提示文:

----

図4に示すカメラ制御のフローに入ると、まず、撮影モードか否かの判定を行う(S101)。このカメラ10は、撮影モードと再生モードを有している。ステップS101における判定の結果、撮影モードであった場合には、画像の取り込みを行い、顔検出を行う(S102)。このステップでは、ライブビュー表示用に撮像部2から出力されている画像データを取得し、この取得した画像データを用いて、顔検出部3は顔検出を行う。続いて、画像表示を行う(S103)。ここでは、ステップS102で取得した画像データに基づいて、表示部8に被写体像を表示する。撮影者はこの被写体像を見ながらフレーミングを行うことができる。
画像表示を行うと、次に、顔を検出したか否かの判定を行う(S104)。ステップS102において顔検出を行っているが、このとき画像の中から顔の部分を検出できたか否かをこのステップで判定する。この判定の結果、顔を検出したと判定した場合には、顔の位置と表情を判定する(S105)。ここで、検出した顔位置は、ピント合わせや露出制御の際に利用する。また、この顔位置に応じて、ステップS111〜S113において行う収音範囲を初期設定しても良い。
顔位置や表情判定を行うと、またはステップS104における判定の結果において、顔が存在しなかったと判定した場合には、次に、記録を開始するか否かの判定を行う(S106)。ここでは、レリーズ釦の操作状態を検出し、動画撮影やパノラマ撮影等を開始するか否かを判定する。この判定の結果、記録開始でなかった場合には、ステップS101に戻り、前述の動作を実行する。
ステップS106における判定の結果、記録開始であった場合には、画面中央に所定の大きさ以上の顔または所定数以上の顔が存在するか否かの判定を行う(S111)。ここで、所定以上の大きさの顔として、本実施形態においては、画面の幅の1/5以上の大きさとするが、これ以外の大きさでも良い。顔の大きさや顔の数に応じて、収音範囲の切り換えを行うことから、判定値は主要被写体であるか否かの判定のできる値であれば良い。

----

データ抜粋:
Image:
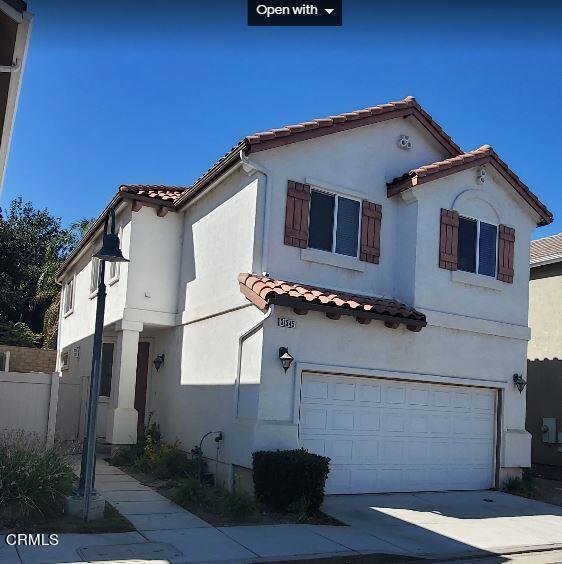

----

小問:
カメラ制御を説明した提示文では、本実施形態で「所定以上の大きさの顔」をどの大きさとしているか。

解答例:
画面の幅の1/5以上の大きさとしている。